**EXERCISE INSTRUCTIONS:** Render the records as a JSON list of strings, one string per line and with blank lines omitted, beginning at the line that contains "Task: mark the sea" and stopping after the line that contains "[[19, 163]]". Leave the pictures out of the list.

**LISTED RECORDS:**
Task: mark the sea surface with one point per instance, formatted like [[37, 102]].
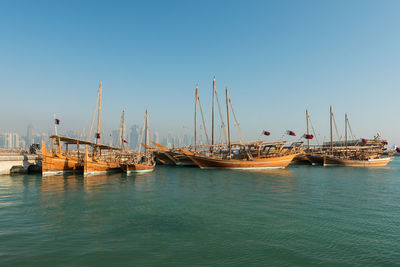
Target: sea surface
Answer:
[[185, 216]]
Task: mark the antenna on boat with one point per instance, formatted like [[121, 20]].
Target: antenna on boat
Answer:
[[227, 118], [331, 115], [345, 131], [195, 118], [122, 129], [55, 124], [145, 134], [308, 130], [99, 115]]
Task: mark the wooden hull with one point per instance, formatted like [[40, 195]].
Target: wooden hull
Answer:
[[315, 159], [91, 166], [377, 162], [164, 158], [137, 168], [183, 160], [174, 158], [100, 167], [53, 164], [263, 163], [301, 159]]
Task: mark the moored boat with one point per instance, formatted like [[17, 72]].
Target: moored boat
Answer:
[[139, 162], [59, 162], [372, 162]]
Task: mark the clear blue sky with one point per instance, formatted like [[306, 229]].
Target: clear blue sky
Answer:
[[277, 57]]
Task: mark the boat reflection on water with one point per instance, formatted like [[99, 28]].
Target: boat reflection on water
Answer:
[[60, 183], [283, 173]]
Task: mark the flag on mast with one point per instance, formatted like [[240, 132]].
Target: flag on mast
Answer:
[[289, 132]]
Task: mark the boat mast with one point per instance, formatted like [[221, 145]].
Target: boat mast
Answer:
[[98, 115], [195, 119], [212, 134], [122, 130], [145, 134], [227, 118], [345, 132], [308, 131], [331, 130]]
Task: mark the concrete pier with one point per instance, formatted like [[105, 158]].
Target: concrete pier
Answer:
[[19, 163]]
...
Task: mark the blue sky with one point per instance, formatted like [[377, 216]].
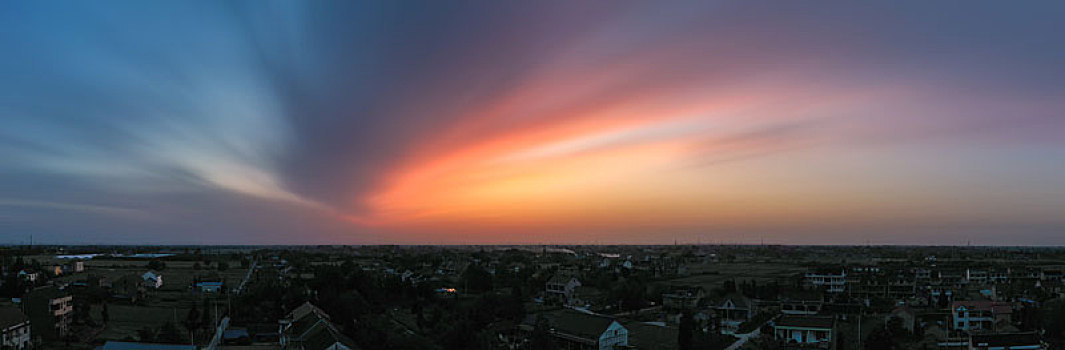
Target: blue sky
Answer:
...
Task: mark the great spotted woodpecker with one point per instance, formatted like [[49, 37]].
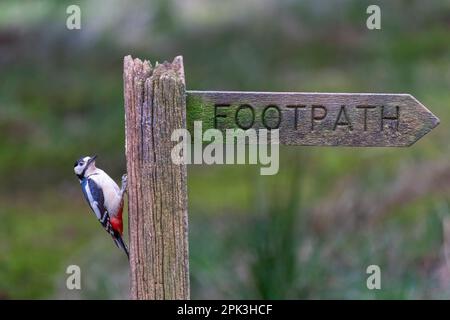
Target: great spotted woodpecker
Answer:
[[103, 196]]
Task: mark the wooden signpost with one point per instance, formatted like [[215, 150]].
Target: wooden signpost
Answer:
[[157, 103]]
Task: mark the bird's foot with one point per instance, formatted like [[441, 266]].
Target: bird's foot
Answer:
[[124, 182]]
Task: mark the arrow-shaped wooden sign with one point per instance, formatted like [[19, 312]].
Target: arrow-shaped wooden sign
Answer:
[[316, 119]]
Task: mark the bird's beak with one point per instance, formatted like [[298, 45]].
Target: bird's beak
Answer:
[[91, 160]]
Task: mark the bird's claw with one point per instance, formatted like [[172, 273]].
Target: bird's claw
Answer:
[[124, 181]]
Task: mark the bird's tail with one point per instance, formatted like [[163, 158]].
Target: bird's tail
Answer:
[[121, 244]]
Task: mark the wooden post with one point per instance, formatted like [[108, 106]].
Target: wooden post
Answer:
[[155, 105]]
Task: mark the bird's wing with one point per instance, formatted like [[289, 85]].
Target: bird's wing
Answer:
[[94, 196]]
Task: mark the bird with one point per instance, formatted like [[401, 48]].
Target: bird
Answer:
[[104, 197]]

**EXERCISE RESPONSE:**
[
  "Task: mark the sea surface with one point per instance, formatted like [[37, 102]].",
  "Target: sea surface",
  "Answer:",
  "[[185, 216]]",
  "Task: mark the antenna on boat with one point per instance, formatted like [[121, 20]].",
  "Target: antenna on boat",
  "Answer:",
  "[[227, 118], [331, 115], [345, 131], [195, 118], [122, 129], [55, 124], [145, 134], [308, 130], [99, 115]]",
  "Task: mark the wooden hull with one point per instance, formatted like [[40, 195]].",
  "Target: wooden hull",
  "Answer:",
  "[[315, 159], [91, 166], [377, 162], [164, 158], [137, 168], [183, 160], [174, 158], [100, 167], [53, 164], [263, 163], [301, 159]]",
  "Task: mark the moored boat with one point per instance, formatted like [[17, 72]].",
  "Target: moored boat",
  "Answer:",
  "[[139, 162], [59, 162], [372, 162]]",
  "Task: mark the clear blue sky with one point per instance, formatted like [[306, 229]].",
  "Target: clear blue sky",
  "Answer:",
  "[[277, 57]]",
  "Task: mark the boat reflection on water with one point per instance, formatted like [[99, 28]].",
  "Target: boat reflection on water",
  "Answer:",
  "[[60, 183], [283, 173]]",
  "Task: mark the flag on mast with one point per instance, formatted like [[240, 132]].",
  "Target: flag on mast",
  "Answer:",
  "[[289, 132]]",
  "Task: mark the boat mast with one point per instance, formatted like [[221, 145]].",
  "Target: boat mast",
  "Answer:",
  "[[98, 115], [195, 119], [212, 134], [122, 130], [145, 134], [227, 118], [345, 132], [308, 131], [331, 130]]",
  "Task: mark the concrete pier with one point per instance, formatted like [[105, 158]].",
  "Target: concrete pier",
  "Answer:",
  "[[19, 163]]"
]